TASK TO COMPLETE -
Reproduce the lines below, from the one containing "the ski track" through the last line, inclusive, and keep the requests. Multiply every x and y coordinate in the answers by 2.2, rounding to whole numbers with halves rounded up.

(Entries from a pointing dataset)
'''

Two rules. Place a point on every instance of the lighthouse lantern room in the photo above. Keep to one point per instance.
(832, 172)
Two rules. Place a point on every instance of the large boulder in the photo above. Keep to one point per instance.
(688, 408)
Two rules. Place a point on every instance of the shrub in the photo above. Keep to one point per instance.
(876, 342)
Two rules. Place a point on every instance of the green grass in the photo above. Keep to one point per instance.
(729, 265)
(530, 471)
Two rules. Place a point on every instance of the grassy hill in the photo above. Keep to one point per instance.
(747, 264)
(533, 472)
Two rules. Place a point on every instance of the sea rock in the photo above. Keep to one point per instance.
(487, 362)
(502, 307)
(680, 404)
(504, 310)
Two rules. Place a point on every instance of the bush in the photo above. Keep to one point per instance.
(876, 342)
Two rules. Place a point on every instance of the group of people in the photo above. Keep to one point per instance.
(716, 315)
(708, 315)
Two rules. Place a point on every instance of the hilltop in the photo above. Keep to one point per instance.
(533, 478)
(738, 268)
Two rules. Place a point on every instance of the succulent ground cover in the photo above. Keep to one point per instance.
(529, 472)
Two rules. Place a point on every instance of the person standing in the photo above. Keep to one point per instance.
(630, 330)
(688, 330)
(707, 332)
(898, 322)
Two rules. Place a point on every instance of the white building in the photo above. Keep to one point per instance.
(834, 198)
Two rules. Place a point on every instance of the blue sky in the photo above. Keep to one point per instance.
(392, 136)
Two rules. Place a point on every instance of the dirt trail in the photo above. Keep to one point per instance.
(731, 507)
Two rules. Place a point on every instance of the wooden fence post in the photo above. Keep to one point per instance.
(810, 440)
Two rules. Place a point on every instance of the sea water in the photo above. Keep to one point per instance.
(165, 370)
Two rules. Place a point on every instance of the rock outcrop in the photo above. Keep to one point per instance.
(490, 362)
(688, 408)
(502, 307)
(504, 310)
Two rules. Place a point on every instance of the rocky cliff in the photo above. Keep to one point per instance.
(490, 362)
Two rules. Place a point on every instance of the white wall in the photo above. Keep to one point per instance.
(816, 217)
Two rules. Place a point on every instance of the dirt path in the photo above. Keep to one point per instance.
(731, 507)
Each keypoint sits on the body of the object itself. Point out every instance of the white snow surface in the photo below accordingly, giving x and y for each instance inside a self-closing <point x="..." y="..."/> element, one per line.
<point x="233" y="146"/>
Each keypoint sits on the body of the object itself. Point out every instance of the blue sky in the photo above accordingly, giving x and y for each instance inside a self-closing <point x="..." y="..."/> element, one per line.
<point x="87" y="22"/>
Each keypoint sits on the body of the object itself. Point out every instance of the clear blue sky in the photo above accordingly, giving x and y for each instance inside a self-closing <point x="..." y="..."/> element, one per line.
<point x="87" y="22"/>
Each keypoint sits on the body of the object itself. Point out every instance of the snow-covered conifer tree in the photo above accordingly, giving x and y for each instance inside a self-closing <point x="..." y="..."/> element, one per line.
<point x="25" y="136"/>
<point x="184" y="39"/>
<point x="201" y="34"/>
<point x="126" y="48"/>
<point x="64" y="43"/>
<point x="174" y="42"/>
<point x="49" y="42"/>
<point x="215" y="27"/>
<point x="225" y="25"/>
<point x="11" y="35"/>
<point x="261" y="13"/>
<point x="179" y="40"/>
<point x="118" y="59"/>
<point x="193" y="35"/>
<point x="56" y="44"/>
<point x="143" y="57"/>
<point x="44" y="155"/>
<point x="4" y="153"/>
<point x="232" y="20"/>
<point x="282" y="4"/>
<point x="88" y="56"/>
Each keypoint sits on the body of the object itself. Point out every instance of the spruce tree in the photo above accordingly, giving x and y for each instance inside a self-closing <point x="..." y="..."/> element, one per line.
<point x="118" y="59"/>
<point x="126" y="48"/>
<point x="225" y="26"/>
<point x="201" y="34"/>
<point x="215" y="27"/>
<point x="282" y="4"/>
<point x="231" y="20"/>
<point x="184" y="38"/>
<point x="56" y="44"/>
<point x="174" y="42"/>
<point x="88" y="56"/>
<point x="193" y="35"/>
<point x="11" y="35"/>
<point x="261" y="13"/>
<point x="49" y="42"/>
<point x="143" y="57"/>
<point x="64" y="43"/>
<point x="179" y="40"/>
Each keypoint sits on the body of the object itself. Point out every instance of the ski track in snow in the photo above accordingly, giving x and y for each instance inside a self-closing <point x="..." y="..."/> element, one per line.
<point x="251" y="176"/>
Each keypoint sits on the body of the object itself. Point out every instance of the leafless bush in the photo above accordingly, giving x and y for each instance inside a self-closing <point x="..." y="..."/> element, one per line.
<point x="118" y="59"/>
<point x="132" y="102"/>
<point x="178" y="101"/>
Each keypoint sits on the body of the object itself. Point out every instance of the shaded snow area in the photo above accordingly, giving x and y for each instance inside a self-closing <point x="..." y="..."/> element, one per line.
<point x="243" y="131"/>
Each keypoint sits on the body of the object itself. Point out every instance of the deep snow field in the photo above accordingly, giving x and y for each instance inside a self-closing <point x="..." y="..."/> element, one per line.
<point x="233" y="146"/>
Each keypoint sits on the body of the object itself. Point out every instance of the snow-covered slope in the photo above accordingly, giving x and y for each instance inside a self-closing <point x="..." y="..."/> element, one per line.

'''

SOLUTION TO THE EXERCISE -
Each keypoint sits on the body of the object itself. Point out every instance of the ski track in snow in the photo above accordingly, giving x and y for each instance inside a self-closing <point x="..." y="..."/> element, one per line.
<point x="552" y="387"/>
Each keypoint sits on the body of the object itself. Point out every instance of the leafless bush in the photo above accordingly, giving x and y for each instance inside a self-closing <point x="..." y="..."/> element, one per line.
<point x="260" y="130"/>
<point x="290" y="224"/>
<point x="392" y="222"/>
Each keypoint sits on the body of the object itself. Point out every instance of the shaded snow area in the photo above accordingly, giving x and y for each instance inside a self-closing <point x="..." y="..."/> element, one per line.
<point x="535" y="288"/>
Each keypoint sits on the body of the object itself. Point out every instance of the deep snow field in the photo above accordingly, giving x and y for each instance inside a self-closing <point x="..." y="..."/> element, one per line.
<point x="513" y="321"/>
Each keypoint sits on the body of the object itself. Point out every instance of the snow-covered slope in the photo above accordingly, giving x and y for each instance inside a self-closing <point x="..." y="..."/> element, one per line.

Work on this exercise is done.